阅读材料:
====================
选项名: sink.delivery-guarantee
类型: DeliveryGuarantee 枚举
默认值: AT_LEAST_ONCE（至少一次）

可选值:

AT_LEAST_ONCE: 至少一次
EXACTLY_ONCE: 精确一次
NONE: 无保证

分区策略配置

java 复制代码

public static final ConfigOption<PartitionStrategy> PARTITION_STRATEGY =
        key("partition.strategy")
                .enumType(PartitionStrategy.class)
                .defaultValue(PartitionStrategy.ALL_TO_ZERO)
                .withDescription(
                        "Defines the strategy for sending record to kafka topic, "
                                + "available options are `all-to-zero` and `hash-by-key`, default option is `all-to-zero`.");

说明：

选项名: partition.strategy
类型: PartitionStrategy 枚举
默认值: ALL_TO_ZERO（全部发送到分区0）
可选值:
- ALL_TO_ZERO: 所有记录发送到分区0
- HASH_BY_KEY: 根据主键哈希分区

Key 格式配置

java 复制代码

public static final ConfigOption<KeyFormat> KEY_FORMAT =
        key("key.format")
====================
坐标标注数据

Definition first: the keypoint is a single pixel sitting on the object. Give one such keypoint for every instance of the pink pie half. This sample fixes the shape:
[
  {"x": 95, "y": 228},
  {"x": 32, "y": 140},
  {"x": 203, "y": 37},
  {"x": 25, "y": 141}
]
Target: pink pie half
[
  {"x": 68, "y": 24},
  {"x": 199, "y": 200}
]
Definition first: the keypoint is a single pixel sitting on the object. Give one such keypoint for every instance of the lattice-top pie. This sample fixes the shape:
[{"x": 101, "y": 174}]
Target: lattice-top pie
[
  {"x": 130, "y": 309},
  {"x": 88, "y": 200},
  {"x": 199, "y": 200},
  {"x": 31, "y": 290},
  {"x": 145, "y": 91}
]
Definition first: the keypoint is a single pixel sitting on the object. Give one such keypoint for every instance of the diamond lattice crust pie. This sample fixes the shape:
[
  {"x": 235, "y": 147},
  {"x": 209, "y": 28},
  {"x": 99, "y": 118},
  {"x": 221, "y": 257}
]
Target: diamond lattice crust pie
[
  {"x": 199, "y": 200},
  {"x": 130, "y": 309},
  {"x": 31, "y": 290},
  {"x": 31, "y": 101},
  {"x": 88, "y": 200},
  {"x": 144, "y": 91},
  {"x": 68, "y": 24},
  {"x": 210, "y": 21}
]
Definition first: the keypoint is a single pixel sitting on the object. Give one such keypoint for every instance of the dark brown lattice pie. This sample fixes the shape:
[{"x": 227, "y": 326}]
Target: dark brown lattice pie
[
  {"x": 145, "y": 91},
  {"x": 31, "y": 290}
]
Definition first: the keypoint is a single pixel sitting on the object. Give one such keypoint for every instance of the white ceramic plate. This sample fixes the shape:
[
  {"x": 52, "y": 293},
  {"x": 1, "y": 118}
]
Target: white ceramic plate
====================
练习任务:
[1] 请把 Kafka 连接器配置文档中以“选项名: partition.strategy”开头的那一段改写成更简短的列表，保留其主要信息。
[2] 从 Kafka 连接器配置文档停下的地方接着往下写。

练习答案:
[1]
- 选项：partition.strategy（PartitionStrategy 枚举）
- 默认：ALL_TO_ZERO，即全部记录发往分区0
- 另一可选值：HASH_BY_KEY，按主键哈希分区

[2]
                .enumType(KeyFormat.class)
                .defaultValue(KeyFormat.JSON)
                .withDescription(
                        "Defines the format identifier for encoding key data, "
                                + "available options are `csv` and `json`, default option is `json`.");

说明：

选项名: key.format
类型: KeyFormat 枚举
默认值: JSON
可选值:
- JSON: JSON 格式
- CSV: CSV 格式

Value 格式配置

java 复制代码

public static final ConfigOption<JsonSerializationType> VALUE_FORMAT =
        key("value.format")
                .enumType(JsonSerializationType.class)
                .defaultValue(JsonSerializationType.DEBEZIUM_JSON)
                .withDescription(
                        "Defines the format identifier for encoding value data, "
                                + "available options are `debezium-json` and `canal-json`, default option is `debezium-json`.");

说明：

选项名: value.format
类型: JsonSerializationType 枚举
默认值: DEBEZIUM_JSON

可选值:

DEBEZIUM_JSON: Debezium JSON 格式
CANAL_JSON: Canal JSON 格式

统一主题配置

java 复制代码

public static final ConfigOption<String> TOPIC =
        key("topic")
                .stringType()
                .noDefaultValue()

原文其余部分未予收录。